## TASK MATERIAL
━━━
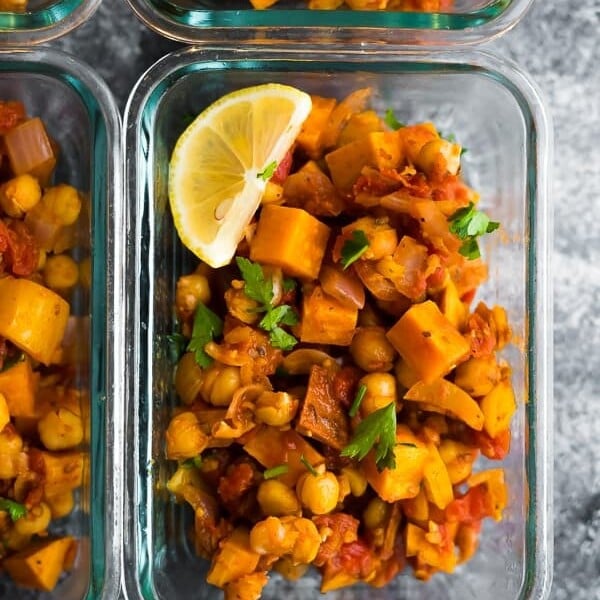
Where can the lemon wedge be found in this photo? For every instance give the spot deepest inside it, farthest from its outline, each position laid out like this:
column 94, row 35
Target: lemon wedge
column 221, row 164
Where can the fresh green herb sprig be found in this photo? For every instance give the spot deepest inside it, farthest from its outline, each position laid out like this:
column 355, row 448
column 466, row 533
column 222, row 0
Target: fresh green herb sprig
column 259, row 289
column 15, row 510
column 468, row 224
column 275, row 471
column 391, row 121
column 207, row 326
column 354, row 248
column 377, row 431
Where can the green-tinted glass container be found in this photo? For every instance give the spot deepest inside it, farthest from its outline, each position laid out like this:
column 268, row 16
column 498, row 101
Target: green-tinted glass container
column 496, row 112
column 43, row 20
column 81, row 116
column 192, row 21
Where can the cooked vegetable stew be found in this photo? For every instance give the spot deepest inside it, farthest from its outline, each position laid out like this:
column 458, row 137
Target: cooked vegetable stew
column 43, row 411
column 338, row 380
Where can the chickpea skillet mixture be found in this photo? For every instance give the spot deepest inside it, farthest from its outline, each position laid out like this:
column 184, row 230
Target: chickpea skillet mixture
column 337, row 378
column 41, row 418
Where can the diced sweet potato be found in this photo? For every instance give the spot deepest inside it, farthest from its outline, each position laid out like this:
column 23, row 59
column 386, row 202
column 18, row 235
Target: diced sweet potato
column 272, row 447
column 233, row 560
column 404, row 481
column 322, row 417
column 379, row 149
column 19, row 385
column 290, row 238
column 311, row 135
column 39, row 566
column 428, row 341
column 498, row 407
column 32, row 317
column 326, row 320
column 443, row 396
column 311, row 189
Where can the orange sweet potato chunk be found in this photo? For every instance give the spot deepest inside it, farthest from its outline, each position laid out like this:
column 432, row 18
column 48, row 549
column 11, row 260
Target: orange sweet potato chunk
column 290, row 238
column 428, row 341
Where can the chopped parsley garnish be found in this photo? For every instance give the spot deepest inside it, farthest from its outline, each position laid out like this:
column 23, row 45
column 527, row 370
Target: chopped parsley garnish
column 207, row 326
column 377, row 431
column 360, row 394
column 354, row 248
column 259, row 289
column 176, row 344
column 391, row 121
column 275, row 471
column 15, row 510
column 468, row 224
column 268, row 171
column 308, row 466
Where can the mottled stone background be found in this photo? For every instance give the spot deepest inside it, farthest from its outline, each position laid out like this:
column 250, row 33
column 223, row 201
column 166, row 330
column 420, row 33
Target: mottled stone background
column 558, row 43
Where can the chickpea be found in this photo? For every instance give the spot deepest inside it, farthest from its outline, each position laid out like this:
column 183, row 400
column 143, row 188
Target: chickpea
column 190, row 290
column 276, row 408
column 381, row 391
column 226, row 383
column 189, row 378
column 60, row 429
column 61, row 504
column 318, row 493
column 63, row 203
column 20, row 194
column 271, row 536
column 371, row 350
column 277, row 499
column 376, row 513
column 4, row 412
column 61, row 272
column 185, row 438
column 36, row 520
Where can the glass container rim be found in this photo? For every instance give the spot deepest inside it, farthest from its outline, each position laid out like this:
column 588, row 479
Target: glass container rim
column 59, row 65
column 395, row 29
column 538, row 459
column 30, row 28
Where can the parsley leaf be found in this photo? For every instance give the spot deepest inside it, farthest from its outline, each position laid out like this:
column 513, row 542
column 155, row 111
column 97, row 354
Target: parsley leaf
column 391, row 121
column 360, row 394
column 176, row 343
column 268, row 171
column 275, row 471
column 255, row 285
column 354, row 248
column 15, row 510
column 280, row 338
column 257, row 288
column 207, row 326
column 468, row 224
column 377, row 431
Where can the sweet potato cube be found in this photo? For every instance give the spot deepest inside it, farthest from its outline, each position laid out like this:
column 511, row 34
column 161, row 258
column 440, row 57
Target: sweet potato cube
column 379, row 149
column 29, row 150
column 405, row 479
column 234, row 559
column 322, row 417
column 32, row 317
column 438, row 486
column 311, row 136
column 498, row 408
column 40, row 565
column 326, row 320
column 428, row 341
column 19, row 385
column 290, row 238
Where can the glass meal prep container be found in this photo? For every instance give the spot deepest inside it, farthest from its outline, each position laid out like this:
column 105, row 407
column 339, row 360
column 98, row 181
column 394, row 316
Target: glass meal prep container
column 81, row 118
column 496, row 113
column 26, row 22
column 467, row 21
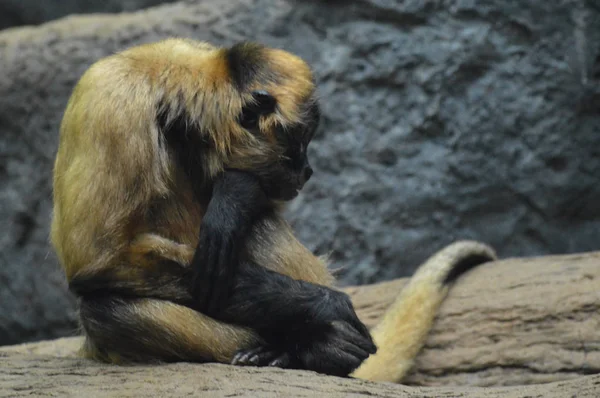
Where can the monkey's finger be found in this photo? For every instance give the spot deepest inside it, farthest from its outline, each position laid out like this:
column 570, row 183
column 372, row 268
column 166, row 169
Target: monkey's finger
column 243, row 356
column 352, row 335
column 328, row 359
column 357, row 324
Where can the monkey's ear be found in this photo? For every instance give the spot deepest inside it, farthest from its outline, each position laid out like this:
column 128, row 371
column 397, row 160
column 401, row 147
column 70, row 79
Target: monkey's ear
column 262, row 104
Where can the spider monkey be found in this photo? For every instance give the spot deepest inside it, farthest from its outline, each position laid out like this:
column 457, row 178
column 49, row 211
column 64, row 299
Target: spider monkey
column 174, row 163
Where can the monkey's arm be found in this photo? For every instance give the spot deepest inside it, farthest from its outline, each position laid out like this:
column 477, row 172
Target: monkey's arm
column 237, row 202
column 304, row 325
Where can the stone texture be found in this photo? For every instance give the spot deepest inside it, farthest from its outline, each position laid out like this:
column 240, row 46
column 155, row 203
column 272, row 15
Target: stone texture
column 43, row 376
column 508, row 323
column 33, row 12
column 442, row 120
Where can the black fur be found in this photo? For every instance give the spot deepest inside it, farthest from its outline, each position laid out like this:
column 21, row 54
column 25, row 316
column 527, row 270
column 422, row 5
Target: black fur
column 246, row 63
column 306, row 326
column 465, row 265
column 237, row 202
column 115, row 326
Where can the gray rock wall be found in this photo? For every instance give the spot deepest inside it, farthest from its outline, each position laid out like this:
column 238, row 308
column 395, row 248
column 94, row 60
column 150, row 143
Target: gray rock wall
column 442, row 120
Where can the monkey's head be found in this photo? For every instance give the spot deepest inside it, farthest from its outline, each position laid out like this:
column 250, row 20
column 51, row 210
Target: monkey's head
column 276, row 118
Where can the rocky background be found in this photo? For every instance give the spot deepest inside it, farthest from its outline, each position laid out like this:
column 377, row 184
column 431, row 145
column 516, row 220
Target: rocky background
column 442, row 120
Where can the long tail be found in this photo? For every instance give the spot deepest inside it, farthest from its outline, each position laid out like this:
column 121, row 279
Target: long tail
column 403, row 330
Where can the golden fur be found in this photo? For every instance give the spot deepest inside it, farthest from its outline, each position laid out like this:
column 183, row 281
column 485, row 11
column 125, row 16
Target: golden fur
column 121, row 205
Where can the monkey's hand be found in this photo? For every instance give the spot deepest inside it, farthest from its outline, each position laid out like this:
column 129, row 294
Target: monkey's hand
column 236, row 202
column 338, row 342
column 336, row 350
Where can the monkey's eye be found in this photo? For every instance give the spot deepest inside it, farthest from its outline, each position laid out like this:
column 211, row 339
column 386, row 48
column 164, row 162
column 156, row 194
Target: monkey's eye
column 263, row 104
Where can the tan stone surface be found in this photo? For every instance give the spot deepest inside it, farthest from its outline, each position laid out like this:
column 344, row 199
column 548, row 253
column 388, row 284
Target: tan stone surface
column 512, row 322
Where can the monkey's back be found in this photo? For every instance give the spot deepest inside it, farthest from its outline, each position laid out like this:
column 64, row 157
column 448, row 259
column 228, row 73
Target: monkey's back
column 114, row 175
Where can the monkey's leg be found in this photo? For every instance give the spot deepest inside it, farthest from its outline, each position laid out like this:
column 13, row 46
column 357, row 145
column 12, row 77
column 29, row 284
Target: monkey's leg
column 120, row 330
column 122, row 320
━━━
## EXERCISE BRIEF
Revise all the material above so that every "photo" becomes "image", with everything else unchanged, and leave the pictures out of your answer.

## SOLUTION TO THE EXERCISE
Where can the lemon wedge be found in this image? For every instance give the spot deepest inside it, farthest from its outline, each position laid out like this:
column 94, row 35
Target: lemon wedge
column 221, row 164
Where can the fresh green herb sprig be found in this image? For every instance give the spot deepest inside it, farthest from its outline, each position laid out like this:
column 355, row 448
column 466, row 533
column 222, row 0
Target: fresh green herb sprig
column 259, row 289
column 15, row 510
column 468, row 224
column 275, row 471
column 391, row 121
column 207, row 326
column 354, row 248
column 377, row 431
Where can the green-tinted glass container be found in this image? For every instance give the spot deepest inside it, farthest from its outline, each position laid out like this:
column 268, row 16
column 498, row 101
Target: green-tinted glass container
column 496, row 112
column 43, row 20
column 81, row 116
column 192, row 21
Where can the cooked vegetable stew be found in this image? For every instance give the spot deepest inside it, farthest from its outline, each position laid out like this:
column 458, row 137
Target: cooked vegetable stew
column 43, row 411
column 338, row 380
Where can the chickpea skillet mixture be found in this image? For every instance give the spot deepest inside it, farthest from its outline, each position laid out like this:
column 184, row 230
Target: chickpea skillet mixture
column 337, row 378
column 41, row 418
Where can the diced sweet potato be found in this image? For every instance give the spot deepest inside it, farthest from its outline, each position laid out like this:
column 23, row 59
column 386, row 202
column 18, row 235
Target: diced sweet potato
column 272, row 447
column 233, row 560
column 404, row 481
column 322, row 417
column 379, row 149
column 19, row 385
column 290, row 238
column 311, row 135
column 39, row 566
column 428, row 341
column 498, row 407
column 32, row 317
column 326, row 320
column 443, row 396
column 311, row 189
Where can the orange sweet potato chunk be found in this image? For every instance give the spot deepest inside it, farthest from its outline, each position laid out like this:
column 432, row 18
column 48, row 549
column 11, row 260
Target: orange sweet potato chunk
column 290, row 238
column 428, row 341
Where can the chopped parsley garnish be found in this image? For every instance give the spot deepest inside it, farthest from its outline, each position laid out like this:
column 23, row 45
column 527, row 370
Target: chopped parsley garnish
column 207, row 326
column 377, row 431
column 360, row 394
column 354, row 248
column 259, row 289
column 176, row 344
column 391, row 121
column 275, row 471
column 15, row 510
column 468, row 224
column 268, row 171
column 308, row 466
Where can the mottled stone background be found in this image? For every instance give the spot deepest inside it, farthest from its outline, each position laid out like this:
column 250, row 33
column 223, row 201
column 166, row 330
column 420, row 33
Target: mottled stone background
column 558, row 43
Where can the chickpea be found in this image? For every instance give the spot deepest inside it, farthest from its outline, each position laid out like this:
column 183, row 400
column 143, row 188
Target: chickpea
column 190, row 290
column 276, row 408
column 381, row 391
column 226, row 383
column 189, row 378
column 60, row 429
column 61, row 504
column 318, row 493
column 63, row 203
column 20, row 194
column 271, row 536
column 371, row 350
column 277, row 499
column 376, row 513
column 4, row 412
column 61, row 272
column 185, row 438
column 36, row 520
Where can the glass container rim be found in this image? For every instance give the spot deepest inside it, farthest from its outline, each position laid out like this:
column 588, row 479
Target: glass container rim
column 59, row 65
column 395, row 29
column 538, row 459
column 30, row 28
Where can the parsley leaf be found in this image? For every instance give the spot deepest inside it, farthest from its outline, each position laid out like this:
column 513, row 542
column 155, row 111
column 97, row 354
Target: parsley leaf
column 391, row 121
column 360, row 394
column 176, row 343
column 268, row 171
column 275, row 471
column 255, row 285
column 354, row 248
column 15, row 510
column 280, row 338
column 257, row 288
column 207, row 326
column 468, row 224
column 377, row 431
Where can the sweet potato cube be found in this image? For every instance give the spot deepest inside it, farthest from its outline, each position laid out like this:
column 511, row 34
column 161, row 258
column 440, row 57
Target: sweet potato cube
column 379, row 149
column 29, row 150
column 405, row 479
column 234, row 559
column 322, row 417
column 32, row 317
column 438, row 486
column 311, row 136
column 498, row 408
column 40, row 565
column 326, row 320
column 428, row 341
column 19, row 385
column 290, row 238
Where can the glass meal prep container be found in this image? For every instance give the spot deepest inside it, farthest from its outline, each position laid out like this:
column 105, row 407
column 339, row 360
column 98, row 181
column 394, row 316
Target: glass meal prep container
column 81, row 118
column 496, row 113
column 26, row 22
column 467, row 21
Where can the monkey's finger be found in this image? For every instance give the spot deepest inside it, farthest from its outline, each position laid out like this:
column 570, row 183
column 372, row 268
column 166, row 169
Target: monkey's finger
column 243, row 356
column 352, row 335
column 328, row 359
column 357, row 324
Where can the monkey's ear be found in this image? For every instance give the spot deepest inside it, farthest from its outline, each position laid out like this:
column 128, row 371
column 397, row 160
column 401, row 147
column 70, row 79
Target: monkey's ear
column 262, row 104
Where can the spider monkey be found in this image? For every instance give the spot deepest inside it, farthest from its outline, each position laid out like this:
column 457, row 178
column 49, row 211
column 64, row 299
Target: spider monkey
column 174, row 163
Where can the monkey's arm be found in this image? For every instance give the spot deepest inside it, farthest from its outline, each position laid out like this:
column 477, row 172
Target: monkey's arm
column 237, row 202
column 304, row 325
Where can the stone texture be found in this image? For every instance give the spot deepest inside it, farthest from its outline, each position laid out like this:
column 240, row 46
column 155, row 203
column 272, row 15
Target: stone texture
column 43, row 376
column 508, row 323
column 33, row 12
column 442, row 120
Where can the black fur be found in this image? For every instance give the spot deepest inside it, farthest from its outline, each position laid out like this:
column 21, row 54
column 25, row 316
column 527, row 270
column 422, row 5
Target: black fur
column 246, row 63
column 306, row 326
column 465, row 265
column 237, row 202
column 115, row 326
Where can the gray rock wall be found in this image? For every instance give the spot deepest inside it, farthest from its outline, each position laid out like this:
column 238, row 308
column 395, row 248
column 94, row 60
column 150, row 143
Target: gray rock wall
column 442, row 120
Where can the monkey's head be found in this image? For every instance give the spot deepest inside it, farthest from its outline, each position laid out like this:
column 250, row 20
column 51, row 210
Target: monkey's head
column 276, row 118
Where can the rocky background be found in this image? For every instance give the spot deepest inside it, farthest from its outline, each position laid out like this:
column 377, row 184
column 431, row 145
column 516, row 220
Target: rocky background
column 442, row 120
Where can the long tail be found in this image? For every instance give the spot deepest inside it, farthest from its outline, each position laid out like this:
column 121, row 279
Target: long tail
column 403, row 330
Where can the golden fur be found in this image? For every instance give the spot deepest inside it, farthest from its outline, each position laid out like this:
column 183, row 281
column 485, row 11
column 125, row 16
Target: golden fur
column 121, row 205
Where can the monkey's hand be found in this image? For every instance give the spot deepest inside it, farthest from its outline, each position laid out like this:
column 129, row 294
Target: monkey's hand
column 236, row 202
column 338, row 342
column 336, row 350
Where can the monkey's eye be found in this image? For every instance give the spot deepest inside it, farthest from its outline, each position laid out like this:
column 211, row 339
column 386, row 48
column 164, row 162
column 156, row 194
Target: monkey's eye
column 263, row 104
Where can the tan stone surface be found in this image? For every instance give the spot deepest inside it, farthest from its outline, each position laid out like this:
column 344, row 199
column 548, row 253
column 388, row 284
Target: tan stone surface
column 512, row 322
Where can the monkey's back be found in this image? For every instance give the spot deepest inside it, farthest from its outline, each position laid out like this:
column 64, row 157
column 448, row 259
column 228, row 73
Target: monkey's back
column 114, row 175
Where can the monkey's leg be found in this image? For every instance give the spot deepest inside it, farthest from its outline, each position laid out like this:
column 13, row 46
column 357, row 145
column 12, row 77
column 29, row 284
Target: monkey's leg
column 120, row 330
column 122, row 320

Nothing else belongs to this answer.